# WHAT YOU SHOULD DO:
From the excerpt about Salinger, list everything the writer says his books did for the writer.

# EXCERPT:
******************************
Salinger could not be any more clear that the novels he wrote in his seclusion were his own, and not for the public's eye... not under any circumstance. I have very little doubt that these novels will be ready for public consumption in the future, and this breaks my heart.

We're just so obsessed, the human race, with feeling entitled to someone else's art. It's for us, never them. Put the cameras in Angelina's bathroom to see if she wears more mascara than Brad and her 20 children thinks she does. Splash it in tomorrow's news.

Maybe this is cynicism spilling over-- I hope it isn't. I'm just concerned for his wishes, and sad that someone who wrote books that meant a lot to me--books that helped me get into college, books that kept me company, books that helped me fall in love with the person I love so dearly-- is no longer here.

I'm seeing the world through strange glasses today--maybe I will feel less forlorn about things tomorrow. It's so odd how various factors affect your feelings about everything* (*and yet another reason why his work speaks to me so much). The exhaustion of hating my work environment and loving my job for so many years has finally hit me, like a huge, murky wave carrying sand and seaweed and trash, and my brain has become incredibly foggy.
******************************
# GIVEN DATA:
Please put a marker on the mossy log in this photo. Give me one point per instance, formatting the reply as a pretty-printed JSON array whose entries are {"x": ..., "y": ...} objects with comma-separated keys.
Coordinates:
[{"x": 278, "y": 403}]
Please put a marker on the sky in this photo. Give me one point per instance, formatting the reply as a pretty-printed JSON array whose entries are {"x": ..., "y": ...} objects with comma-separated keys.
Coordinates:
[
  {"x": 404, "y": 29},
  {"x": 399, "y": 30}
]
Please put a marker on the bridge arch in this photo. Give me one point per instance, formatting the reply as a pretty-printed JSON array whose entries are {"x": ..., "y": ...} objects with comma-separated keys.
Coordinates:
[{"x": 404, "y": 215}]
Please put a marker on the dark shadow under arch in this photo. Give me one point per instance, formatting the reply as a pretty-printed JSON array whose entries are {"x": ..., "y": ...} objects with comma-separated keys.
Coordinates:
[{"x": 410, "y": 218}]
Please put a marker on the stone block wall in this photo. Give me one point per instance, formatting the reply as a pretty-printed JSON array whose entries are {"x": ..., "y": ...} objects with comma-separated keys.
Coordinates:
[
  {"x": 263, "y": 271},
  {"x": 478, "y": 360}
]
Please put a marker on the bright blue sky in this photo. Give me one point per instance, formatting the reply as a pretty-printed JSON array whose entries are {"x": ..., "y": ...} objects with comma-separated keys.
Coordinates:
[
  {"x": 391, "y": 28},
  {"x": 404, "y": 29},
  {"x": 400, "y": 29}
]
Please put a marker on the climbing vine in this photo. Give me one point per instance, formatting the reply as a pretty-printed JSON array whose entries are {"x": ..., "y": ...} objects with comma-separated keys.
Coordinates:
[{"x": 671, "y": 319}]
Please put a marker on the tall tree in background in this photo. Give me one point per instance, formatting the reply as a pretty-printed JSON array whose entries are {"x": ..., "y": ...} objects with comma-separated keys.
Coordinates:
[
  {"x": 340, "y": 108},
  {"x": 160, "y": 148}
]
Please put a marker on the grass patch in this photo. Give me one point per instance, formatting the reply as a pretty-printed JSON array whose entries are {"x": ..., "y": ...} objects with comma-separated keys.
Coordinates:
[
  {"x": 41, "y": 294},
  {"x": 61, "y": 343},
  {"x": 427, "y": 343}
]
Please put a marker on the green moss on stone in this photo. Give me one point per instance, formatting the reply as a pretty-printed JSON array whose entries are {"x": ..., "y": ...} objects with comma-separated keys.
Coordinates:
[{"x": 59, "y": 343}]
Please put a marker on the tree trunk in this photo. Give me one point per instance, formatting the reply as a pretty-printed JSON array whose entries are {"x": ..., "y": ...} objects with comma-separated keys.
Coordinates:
******************************
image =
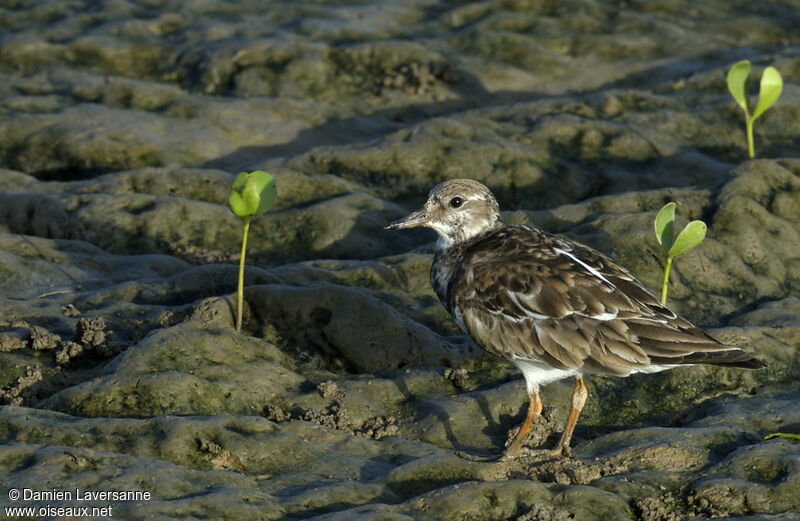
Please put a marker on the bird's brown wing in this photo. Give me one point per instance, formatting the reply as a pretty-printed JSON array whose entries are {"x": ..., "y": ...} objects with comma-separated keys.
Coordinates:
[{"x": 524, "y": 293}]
******************************
# FINAL ANSWER:
- Meant a lot to the writer
- Helped the writer get into college
- Kept the writer company
- Helped the writer fall in love with the person the writer loves so dearly